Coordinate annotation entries
## Begin
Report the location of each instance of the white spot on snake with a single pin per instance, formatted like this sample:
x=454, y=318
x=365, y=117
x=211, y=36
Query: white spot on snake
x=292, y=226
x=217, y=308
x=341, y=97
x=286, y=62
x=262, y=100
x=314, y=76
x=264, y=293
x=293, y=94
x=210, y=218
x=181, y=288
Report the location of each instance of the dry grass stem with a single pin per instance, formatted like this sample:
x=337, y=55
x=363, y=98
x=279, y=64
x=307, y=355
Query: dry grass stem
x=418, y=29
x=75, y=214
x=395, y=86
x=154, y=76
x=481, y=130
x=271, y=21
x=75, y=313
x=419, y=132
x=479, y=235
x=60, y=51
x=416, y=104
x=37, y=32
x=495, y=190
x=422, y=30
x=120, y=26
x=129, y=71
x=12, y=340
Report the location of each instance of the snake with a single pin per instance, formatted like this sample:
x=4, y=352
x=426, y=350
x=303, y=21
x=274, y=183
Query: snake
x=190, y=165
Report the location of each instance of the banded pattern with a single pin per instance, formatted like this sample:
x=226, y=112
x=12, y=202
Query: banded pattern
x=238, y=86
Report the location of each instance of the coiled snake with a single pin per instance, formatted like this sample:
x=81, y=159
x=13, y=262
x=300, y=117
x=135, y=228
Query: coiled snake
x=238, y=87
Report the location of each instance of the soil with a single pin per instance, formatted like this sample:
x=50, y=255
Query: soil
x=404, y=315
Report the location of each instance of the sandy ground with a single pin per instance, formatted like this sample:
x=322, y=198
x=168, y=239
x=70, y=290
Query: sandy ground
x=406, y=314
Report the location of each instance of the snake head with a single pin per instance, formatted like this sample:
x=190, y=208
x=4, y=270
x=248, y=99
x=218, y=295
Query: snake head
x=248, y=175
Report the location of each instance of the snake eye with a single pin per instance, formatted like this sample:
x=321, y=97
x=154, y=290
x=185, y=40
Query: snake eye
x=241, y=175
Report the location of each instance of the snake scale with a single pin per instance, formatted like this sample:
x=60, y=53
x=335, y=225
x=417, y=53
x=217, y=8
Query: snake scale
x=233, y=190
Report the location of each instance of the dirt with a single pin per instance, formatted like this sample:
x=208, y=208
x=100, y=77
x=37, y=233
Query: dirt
## End
## Directions
Rewrite the records from the first line through the line containing "x=190, y=165", inclusive, keeping every line. Add -32 to each x and y coordinate in the answers and leave everything else unchanged.

## Output
Report the location of each instance of the white spot on snake with a single pin per instance, formatted like this sample:
x=454, y=318
x=365, y=117
x=211, y=36
Query: white spot on snake
x=260, y=194
x=185, y=276
x=309, y=65
x=254, y=30
x=230, y=68
x=282, y=44
x=232, y=261
x=261, y=62
x=178, y=186
x=149, y=256
Report the location of each instance of the dry grass stem with a single pin per instance, formatted like this sample:
x=337, y=55
x=363, y=98
x=279, y=64
x=307, y=355
Query: dry grass stem
x=386, y=-3
x=43, y=182
x=363, y=54
x=122, y=44
x=449, y=98
x=239, y=-11
x=43, y=281
x=387, y=100
x=447, y=203
x=28, y=19
x=384, y=72
x=5, y=0
x=463, y=158
x=390, y=-2
x=88, y=-6
x=97, y=39
x=-20, y=308
Report the location of each instance of the snake with a single pin per instance, formatted like this sample:
x=4, y=352
x=426, y=350
x=303, y=21
x=274, y=183
Query: snake
x=158, y=133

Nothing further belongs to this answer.